Text passage:
What disturbed me the most about this book was the massive assumptions and the complete lack of any theological underpinning - that it has been a runaway bestseller, is even more worrying!

Right at the start the premis is wrong, they talk about Adam and Eve and the fall - but rather than move (or think about the New Covenant), they then build their argument based on the curses in Genesis of the 1st Adam rather than Gods grace found in the 2nd Adam and the fact that we can become, together, "new creations", as God restores and renwews us - I am convinced that until we re-discover what it means to partner in the Gospel, men and women working together for Gods glory - we will struggle to truly reflect the nature of God to those outside the Church, He who created "us" in his likeness and image . . .

Good review, thanks Rosie


Thanks Ali - interesting to hear a male reflection on the book, and I agree with your observation.

One of the things I struggled with in Captivating was the universal statements about women - that we are all asking the question 'am I lovely' and we all secretly want to wear twirly skirts (I'm paraphrasing) and if we don't then we're in denial. There's so much diversity among women, and among men, but that just gets squashed.

Jane Watson

I started to read the book but had to put it down when I got to the bit about all little girls wanting to be princesses. Some may do, but I spent my childhood wanting to be a red indian brave! Very little of what the writers seem to think what women want or like rang true with me at all, there seemed to be sweeping generalizations. We are all different and God made us that way!

Jo Royal

Both this book and Wild at Heart (I wondered if I would find more of 'me' in that book!) wound me up a treat. Far too many sweeping generalisations that instead of offering comfort and encouragement, risk triggering an 'I am not normal' response in people - particularly those already struggling with identity.

Material provided:
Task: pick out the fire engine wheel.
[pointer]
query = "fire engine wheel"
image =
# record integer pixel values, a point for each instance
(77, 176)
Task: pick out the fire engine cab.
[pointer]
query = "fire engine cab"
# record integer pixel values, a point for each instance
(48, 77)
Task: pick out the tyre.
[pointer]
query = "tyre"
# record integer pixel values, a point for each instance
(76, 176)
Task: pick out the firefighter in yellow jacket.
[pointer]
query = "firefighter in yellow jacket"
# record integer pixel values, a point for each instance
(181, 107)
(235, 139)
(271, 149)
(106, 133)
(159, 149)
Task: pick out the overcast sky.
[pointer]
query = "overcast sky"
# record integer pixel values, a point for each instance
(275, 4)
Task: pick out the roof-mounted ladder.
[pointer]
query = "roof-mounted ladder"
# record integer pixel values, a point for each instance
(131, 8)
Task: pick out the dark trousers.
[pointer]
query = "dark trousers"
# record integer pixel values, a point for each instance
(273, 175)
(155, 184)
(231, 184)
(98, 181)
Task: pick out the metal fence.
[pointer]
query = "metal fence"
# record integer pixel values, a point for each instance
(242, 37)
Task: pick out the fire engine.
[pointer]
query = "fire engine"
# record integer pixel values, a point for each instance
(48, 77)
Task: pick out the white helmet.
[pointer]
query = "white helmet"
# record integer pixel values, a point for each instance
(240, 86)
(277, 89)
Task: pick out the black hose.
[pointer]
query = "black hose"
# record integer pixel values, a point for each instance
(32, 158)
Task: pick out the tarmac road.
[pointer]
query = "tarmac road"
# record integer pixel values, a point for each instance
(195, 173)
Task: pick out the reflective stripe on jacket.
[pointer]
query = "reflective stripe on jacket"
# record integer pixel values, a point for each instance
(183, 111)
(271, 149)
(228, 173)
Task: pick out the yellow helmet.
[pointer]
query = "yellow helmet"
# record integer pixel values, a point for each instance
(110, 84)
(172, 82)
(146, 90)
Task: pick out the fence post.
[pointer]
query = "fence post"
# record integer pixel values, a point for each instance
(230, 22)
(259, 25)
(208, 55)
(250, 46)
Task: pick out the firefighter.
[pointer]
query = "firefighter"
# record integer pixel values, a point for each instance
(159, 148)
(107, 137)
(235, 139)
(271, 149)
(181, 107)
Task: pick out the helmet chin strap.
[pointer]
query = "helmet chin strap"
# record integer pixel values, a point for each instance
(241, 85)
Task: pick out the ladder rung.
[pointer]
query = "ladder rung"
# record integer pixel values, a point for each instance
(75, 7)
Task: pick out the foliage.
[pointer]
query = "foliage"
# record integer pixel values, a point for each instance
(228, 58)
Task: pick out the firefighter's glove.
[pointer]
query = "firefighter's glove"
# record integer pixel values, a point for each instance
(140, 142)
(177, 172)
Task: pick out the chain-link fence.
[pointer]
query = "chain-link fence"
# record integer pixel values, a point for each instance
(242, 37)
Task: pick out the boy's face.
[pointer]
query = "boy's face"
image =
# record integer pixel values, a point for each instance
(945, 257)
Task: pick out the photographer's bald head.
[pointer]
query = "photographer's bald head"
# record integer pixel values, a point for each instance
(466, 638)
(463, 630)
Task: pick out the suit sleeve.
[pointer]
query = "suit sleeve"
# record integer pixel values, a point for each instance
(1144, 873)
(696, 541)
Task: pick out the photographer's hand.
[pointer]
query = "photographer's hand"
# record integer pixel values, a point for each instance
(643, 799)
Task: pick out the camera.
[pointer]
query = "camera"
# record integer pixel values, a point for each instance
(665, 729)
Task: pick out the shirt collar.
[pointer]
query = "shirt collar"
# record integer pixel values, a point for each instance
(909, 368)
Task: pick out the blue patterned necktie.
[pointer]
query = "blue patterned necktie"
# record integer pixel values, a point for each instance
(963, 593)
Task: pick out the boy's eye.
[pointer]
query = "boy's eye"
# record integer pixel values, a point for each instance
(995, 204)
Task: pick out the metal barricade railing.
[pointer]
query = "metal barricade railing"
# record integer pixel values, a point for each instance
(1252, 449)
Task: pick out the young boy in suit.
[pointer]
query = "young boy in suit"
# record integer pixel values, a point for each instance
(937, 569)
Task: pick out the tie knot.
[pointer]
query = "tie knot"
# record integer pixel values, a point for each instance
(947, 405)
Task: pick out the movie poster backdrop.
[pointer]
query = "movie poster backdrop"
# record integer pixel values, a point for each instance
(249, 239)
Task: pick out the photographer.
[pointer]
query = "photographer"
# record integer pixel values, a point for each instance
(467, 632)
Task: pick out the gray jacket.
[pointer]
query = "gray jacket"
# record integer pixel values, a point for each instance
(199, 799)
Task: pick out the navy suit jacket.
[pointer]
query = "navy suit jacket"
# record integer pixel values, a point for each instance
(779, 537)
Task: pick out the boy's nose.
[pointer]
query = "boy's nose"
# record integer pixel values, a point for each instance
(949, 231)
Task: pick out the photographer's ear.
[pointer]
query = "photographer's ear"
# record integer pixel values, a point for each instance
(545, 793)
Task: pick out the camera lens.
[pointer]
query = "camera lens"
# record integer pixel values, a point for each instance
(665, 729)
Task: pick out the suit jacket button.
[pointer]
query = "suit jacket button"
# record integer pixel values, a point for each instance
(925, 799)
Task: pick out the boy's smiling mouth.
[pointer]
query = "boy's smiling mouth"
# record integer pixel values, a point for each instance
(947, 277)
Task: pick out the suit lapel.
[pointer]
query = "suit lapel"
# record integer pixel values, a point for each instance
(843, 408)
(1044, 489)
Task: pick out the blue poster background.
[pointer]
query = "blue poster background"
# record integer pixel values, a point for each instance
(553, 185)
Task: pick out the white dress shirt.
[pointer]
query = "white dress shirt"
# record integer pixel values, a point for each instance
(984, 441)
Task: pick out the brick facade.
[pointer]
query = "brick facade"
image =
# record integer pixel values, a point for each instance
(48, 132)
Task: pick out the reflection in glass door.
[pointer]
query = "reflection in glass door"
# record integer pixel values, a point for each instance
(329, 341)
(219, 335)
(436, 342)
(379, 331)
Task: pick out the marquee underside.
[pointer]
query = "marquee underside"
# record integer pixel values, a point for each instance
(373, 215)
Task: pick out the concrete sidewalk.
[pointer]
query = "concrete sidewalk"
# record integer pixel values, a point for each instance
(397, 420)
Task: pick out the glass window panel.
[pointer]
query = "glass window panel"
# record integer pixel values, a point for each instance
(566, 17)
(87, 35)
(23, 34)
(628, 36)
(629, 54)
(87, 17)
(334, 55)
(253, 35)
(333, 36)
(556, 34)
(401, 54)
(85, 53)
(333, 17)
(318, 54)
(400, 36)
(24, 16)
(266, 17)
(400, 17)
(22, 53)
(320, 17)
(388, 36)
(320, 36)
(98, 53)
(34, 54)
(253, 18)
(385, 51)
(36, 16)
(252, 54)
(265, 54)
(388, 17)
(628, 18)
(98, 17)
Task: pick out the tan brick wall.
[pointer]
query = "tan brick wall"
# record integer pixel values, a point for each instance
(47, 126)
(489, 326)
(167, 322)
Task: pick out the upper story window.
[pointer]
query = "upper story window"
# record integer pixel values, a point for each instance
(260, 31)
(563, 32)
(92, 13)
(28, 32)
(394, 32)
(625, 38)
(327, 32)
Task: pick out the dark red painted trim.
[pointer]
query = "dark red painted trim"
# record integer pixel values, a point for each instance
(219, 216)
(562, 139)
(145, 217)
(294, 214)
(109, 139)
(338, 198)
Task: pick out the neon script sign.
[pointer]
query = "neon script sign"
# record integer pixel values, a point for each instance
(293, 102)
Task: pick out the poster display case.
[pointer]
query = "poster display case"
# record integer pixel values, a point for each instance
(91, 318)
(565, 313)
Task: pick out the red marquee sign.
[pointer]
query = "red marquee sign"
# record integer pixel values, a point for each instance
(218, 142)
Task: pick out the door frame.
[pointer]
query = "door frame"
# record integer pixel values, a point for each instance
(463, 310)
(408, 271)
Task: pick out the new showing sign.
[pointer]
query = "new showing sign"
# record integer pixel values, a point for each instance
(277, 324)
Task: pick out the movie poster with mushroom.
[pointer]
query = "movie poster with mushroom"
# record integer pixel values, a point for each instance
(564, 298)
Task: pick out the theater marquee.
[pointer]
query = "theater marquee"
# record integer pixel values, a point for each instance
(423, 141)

Tasks to complete:
1. In the book discussion, restate the text between "Good review, thanks" and "just gets squashed.", inclusive, swapping "twirly skirts" for "party dresses".
2. List every personal name in the book discussion, leaving aside biblical figures.

Set of answers:
1.
Good review, thanks Rosie


Thanks Ali - interesting to hear a male reflection on the book, and I agree with your observation.

One of the things I struggled with in Captivating was the universal statements about women - that we are all asking the question 'am I lovely' and we all secretly want to wear party dresses (I'm paraphrasing) and if we don't then we're in denial. There's so much diversity among women, and among men, but that just gets squashed.

2. Rosie, Ali, Jane Watson, Jo Royal